# Required action
Output exactly the lines from the one with "label green leafy shrub | box" to the close of the records below, first and last included.

Given information Block Start

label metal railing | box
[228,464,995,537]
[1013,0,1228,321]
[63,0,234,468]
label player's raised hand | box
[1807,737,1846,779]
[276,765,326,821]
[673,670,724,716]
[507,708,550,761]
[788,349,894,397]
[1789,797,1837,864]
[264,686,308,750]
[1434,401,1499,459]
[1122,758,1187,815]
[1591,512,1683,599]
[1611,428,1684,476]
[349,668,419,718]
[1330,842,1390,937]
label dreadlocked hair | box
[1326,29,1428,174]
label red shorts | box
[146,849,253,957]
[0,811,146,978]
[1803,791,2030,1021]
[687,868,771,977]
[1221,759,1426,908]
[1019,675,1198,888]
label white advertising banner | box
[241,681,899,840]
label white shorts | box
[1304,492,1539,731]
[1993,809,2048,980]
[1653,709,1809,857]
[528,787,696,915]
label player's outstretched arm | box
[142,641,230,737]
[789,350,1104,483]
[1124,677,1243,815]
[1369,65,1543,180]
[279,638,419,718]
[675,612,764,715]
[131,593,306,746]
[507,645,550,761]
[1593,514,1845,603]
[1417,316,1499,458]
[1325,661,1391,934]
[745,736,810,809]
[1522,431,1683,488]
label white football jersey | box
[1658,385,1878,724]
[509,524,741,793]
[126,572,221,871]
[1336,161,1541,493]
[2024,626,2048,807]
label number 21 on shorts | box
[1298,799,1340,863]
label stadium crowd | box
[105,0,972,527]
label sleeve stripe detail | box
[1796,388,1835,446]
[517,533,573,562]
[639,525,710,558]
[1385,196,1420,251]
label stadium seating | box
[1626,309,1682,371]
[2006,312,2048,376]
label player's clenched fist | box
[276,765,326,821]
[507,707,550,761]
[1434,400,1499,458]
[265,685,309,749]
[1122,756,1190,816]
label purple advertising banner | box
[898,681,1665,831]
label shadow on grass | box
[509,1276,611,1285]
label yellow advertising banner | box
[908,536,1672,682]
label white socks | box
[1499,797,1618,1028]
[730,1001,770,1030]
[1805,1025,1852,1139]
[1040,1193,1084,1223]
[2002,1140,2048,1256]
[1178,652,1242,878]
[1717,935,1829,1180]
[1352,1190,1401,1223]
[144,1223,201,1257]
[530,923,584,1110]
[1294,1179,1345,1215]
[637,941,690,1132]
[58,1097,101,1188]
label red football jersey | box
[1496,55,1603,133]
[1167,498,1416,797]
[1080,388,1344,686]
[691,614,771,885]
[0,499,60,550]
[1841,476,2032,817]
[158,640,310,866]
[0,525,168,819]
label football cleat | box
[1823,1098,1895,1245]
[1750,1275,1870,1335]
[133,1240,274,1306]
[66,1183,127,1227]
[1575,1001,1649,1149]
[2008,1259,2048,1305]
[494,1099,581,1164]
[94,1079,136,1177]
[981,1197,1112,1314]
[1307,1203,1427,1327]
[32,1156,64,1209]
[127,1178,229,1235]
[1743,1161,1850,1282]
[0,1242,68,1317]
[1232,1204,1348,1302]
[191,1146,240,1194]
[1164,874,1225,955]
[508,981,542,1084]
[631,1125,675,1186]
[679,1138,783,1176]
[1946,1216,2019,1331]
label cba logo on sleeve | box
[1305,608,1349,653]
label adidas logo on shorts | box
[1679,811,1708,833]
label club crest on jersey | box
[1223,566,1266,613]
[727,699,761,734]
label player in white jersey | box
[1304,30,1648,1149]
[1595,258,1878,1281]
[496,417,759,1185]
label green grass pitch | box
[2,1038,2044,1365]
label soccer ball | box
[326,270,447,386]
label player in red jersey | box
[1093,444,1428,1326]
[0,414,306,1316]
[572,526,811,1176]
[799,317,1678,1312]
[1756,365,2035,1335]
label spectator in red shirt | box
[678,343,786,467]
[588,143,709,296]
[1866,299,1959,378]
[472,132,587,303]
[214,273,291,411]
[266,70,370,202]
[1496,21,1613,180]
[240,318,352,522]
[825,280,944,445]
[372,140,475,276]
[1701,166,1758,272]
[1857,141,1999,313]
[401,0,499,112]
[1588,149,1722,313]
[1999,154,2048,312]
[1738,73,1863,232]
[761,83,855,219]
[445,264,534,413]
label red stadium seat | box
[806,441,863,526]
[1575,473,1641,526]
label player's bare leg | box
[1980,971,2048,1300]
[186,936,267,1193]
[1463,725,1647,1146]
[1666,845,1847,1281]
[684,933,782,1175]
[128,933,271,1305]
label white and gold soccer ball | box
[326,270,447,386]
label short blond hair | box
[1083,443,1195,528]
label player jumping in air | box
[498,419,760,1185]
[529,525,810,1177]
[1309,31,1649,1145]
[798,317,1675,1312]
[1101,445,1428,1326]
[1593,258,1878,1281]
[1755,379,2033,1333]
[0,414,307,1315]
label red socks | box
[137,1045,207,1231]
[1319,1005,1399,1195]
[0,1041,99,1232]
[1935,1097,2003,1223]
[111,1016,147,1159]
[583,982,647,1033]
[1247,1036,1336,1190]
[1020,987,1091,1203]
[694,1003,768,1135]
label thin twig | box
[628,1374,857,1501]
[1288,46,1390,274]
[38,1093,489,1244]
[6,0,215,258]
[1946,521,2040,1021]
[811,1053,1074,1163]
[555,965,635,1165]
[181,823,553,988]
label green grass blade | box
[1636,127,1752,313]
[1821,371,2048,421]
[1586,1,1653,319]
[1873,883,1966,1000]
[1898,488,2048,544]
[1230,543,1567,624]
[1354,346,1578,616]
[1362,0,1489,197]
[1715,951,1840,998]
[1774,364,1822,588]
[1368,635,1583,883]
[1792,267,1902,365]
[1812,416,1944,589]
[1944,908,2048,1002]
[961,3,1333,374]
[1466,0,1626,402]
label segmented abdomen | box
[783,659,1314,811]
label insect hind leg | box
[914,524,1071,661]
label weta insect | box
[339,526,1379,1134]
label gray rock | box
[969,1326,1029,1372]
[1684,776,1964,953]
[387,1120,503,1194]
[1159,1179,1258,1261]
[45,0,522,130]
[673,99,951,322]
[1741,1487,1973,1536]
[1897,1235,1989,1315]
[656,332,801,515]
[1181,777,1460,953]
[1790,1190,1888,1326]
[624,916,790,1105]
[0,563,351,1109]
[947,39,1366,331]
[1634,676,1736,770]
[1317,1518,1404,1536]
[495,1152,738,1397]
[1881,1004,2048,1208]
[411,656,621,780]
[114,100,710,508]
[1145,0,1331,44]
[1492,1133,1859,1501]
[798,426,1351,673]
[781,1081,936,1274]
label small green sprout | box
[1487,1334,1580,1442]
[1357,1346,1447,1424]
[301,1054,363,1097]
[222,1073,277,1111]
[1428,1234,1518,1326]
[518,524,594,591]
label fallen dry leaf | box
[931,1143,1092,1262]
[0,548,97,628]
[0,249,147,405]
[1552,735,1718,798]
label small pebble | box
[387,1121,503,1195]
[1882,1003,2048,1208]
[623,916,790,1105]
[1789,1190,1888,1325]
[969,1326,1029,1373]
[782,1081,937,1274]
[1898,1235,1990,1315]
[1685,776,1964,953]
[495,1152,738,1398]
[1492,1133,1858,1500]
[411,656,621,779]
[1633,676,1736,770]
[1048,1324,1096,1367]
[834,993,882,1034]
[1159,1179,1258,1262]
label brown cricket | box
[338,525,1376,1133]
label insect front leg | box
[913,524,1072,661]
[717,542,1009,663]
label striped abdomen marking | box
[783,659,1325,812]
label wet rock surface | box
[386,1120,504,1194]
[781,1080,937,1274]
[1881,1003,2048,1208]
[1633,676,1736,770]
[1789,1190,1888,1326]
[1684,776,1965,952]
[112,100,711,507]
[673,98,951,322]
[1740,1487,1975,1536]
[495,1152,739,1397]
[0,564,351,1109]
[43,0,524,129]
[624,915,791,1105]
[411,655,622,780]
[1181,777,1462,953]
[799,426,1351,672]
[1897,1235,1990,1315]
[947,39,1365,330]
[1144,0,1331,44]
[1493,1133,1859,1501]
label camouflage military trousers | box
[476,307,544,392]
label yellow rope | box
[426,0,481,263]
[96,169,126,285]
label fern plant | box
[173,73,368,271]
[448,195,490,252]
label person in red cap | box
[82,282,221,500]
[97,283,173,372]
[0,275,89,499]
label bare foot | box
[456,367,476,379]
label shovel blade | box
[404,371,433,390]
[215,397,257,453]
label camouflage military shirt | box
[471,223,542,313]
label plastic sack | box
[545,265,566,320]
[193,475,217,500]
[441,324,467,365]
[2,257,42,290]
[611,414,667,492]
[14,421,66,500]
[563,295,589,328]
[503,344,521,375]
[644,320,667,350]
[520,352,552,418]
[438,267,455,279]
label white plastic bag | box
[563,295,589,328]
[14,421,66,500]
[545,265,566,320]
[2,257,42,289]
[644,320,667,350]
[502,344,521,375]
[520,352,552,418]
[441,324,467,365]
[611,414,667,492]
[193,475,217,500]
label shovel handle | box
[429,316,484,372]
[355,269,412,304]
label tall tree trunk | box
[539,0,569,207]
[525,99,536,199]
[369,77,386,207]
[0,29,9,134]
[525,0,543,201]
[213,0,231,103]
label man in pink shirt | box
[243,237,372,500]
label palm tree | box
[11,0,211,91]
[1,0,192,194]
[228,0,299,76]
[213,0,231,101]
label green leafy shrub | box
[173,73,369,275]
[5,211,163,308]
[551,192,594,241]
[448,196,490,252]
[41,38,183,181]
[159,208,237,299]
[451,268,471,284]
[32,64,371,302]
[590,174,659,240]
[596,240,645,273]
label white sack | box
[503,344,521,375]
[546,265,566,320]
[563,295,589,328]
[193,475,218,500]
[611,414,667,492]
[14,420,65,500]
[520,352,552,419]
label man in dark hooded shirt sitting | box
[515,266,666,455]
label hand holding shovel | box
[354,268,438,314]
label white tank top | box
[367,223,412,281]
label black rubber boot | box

Given information Block End

# Answer below
label green leafy shrub | box
[173,73,369,275]
[5,211,163,308]
[551,192,594,241]
[448,196,490,252]
[41,38,183,181]
[159,208,237,299]
[451,268,471,284]
[32,64,371,302]
[590,174,659,240]
[596,240,645,273]
label white sack | box
[503,344,521,375]
[546,265,566,320]
[563,295,589,328]
[193,475,218,500]
[611,414,667,492]
[14,420,65,500]
[520,352,552,419]
label man in dark hooded shirt sitting | box
[515,266,666,455]
label hand holding shovel | box
[354,268,438,314]
label white tank top | box
[367,223,412,281]
label black rubber boot | box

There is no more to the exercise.